Work required: Count how many lines in the rows below contain the string "camera", and reply with that number alone.

Data for processing:
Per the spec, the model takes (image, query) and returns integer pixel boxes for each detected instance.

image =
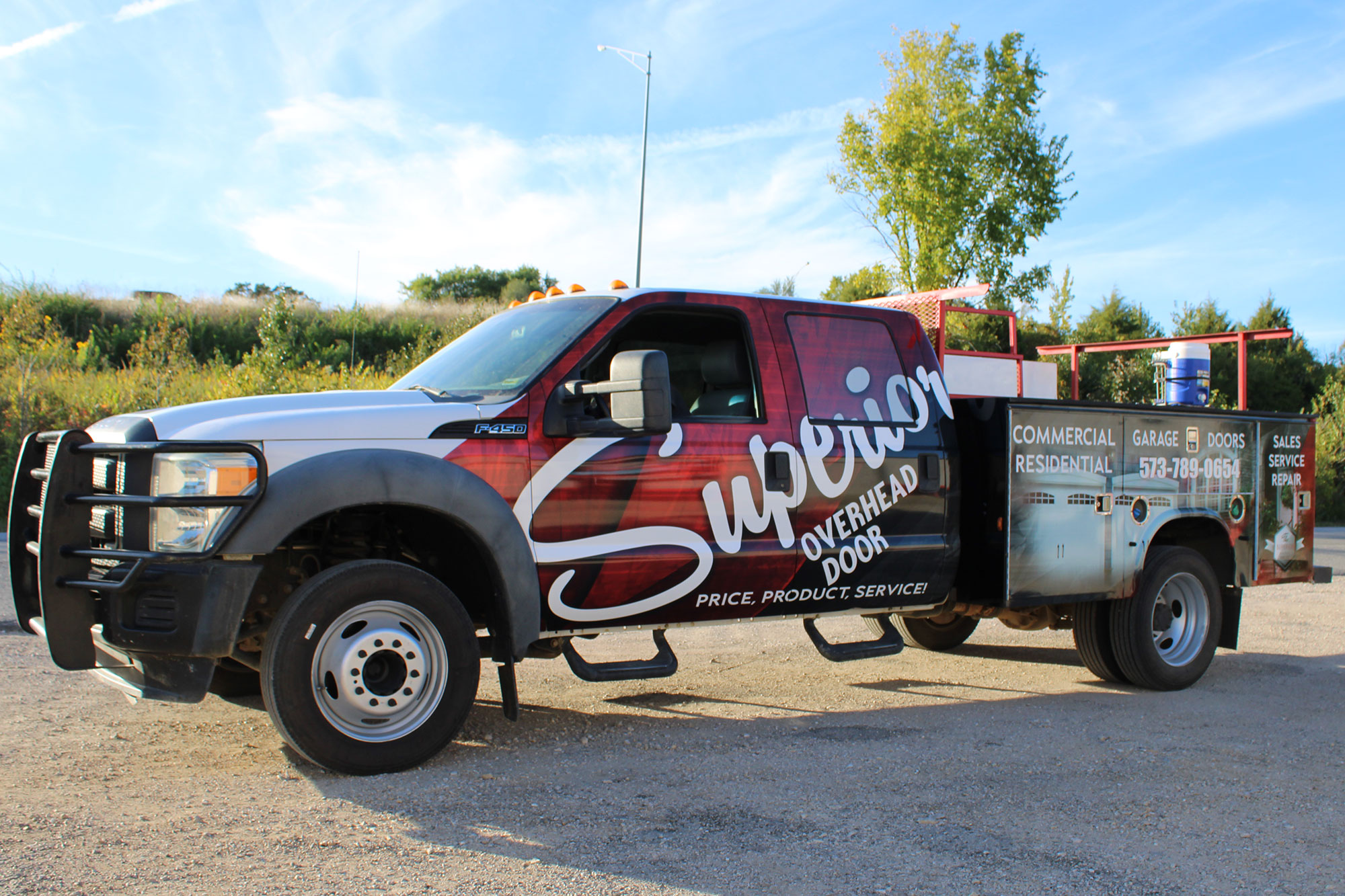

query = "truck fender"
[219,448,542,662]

--

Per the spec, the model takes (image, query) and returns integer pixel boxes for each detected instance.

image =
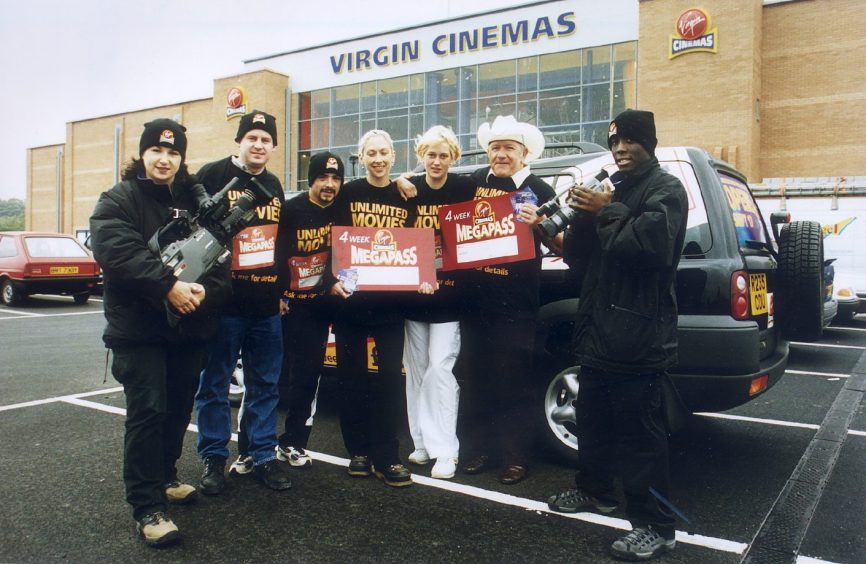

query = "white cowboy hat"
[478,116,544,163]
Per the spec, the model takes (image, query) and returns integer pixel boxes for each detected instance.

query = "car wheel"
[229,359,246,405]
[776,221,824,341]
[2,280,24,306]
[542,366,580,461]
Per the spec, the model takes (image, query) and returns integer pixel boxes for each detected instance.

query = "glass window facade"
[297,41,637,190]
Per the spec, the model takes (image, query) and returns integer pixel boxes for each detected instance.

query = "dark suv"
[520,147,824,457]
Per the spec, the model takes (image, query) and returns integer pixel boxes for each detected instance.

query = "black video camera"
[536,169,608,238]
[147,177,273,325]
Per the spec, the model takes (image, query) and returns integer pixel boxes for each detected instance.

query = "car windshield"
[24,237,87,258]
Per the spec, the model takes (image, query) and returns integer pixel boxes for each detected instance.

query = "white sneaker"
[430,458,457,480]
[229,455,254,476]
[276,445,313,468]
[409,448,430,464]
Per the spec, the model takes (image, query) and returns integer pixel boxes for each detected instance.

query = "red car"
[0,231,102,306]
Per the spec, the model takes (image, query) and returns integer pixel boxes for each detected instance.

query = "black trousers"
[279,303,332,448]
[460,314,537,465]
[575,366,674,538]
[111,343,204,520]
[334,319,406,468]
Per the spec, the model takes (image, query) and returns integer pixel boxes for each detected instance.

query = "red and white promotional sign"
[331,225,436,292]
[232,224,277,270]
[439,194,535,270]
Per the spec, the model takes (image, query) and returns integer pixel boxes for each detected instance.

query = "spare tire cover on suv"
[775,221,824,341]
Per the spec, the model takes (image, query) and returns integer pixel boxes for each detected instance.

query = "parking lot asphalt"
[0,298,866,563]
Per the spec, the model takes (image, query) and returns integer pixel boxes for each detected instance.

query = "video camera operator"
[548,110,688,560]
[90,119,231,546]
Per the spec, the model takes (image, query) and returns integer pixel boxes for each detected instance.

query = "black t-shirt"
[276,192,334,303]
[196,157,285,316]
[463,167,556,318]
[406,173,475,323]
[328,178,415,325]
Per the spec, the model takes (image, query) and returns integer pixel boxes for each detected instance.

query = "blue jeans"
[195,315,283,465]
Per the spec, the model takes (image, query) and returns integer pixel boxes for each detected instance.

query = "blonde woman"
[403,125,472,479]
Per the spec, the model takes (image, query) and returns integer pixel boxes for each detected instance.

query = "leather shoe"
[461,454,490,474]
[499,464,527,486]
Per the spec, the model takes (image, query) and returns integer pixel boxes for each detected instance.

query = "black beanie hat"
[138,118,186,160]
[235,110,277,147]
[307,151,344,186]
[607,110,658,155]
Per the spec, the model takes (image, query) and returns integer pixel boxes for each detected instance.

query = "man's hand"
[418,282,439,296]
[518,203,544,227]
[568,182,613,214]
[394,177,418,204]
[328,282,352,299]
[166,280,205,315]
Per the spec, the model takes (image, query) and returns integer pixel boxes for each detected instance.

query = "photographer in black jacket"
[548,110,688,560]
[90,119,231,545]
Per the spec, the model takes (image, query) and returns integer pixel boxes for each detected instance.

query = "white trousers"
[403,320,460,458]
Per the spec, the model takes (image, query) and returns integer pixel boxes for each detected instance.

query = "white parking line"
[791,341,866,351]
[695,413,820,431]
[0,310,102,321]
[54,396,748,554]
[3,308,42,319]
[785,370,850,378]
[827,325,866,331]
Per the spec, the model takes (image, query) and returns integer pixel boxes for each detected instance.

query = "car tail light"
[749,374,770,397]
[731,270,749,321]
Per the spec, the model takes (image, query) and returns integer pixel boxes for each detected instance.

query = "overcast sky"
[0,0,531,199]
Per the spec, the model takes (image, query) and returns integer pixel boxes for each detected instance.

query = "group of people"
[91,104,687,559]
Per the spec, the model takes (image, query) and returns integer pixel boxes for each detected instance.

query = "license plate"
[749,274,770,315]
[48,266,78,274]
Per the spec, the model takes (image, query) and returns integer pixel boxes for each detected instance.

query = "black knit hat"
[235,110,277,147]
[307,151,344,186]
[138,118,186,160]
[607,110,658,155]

Result for this task: 2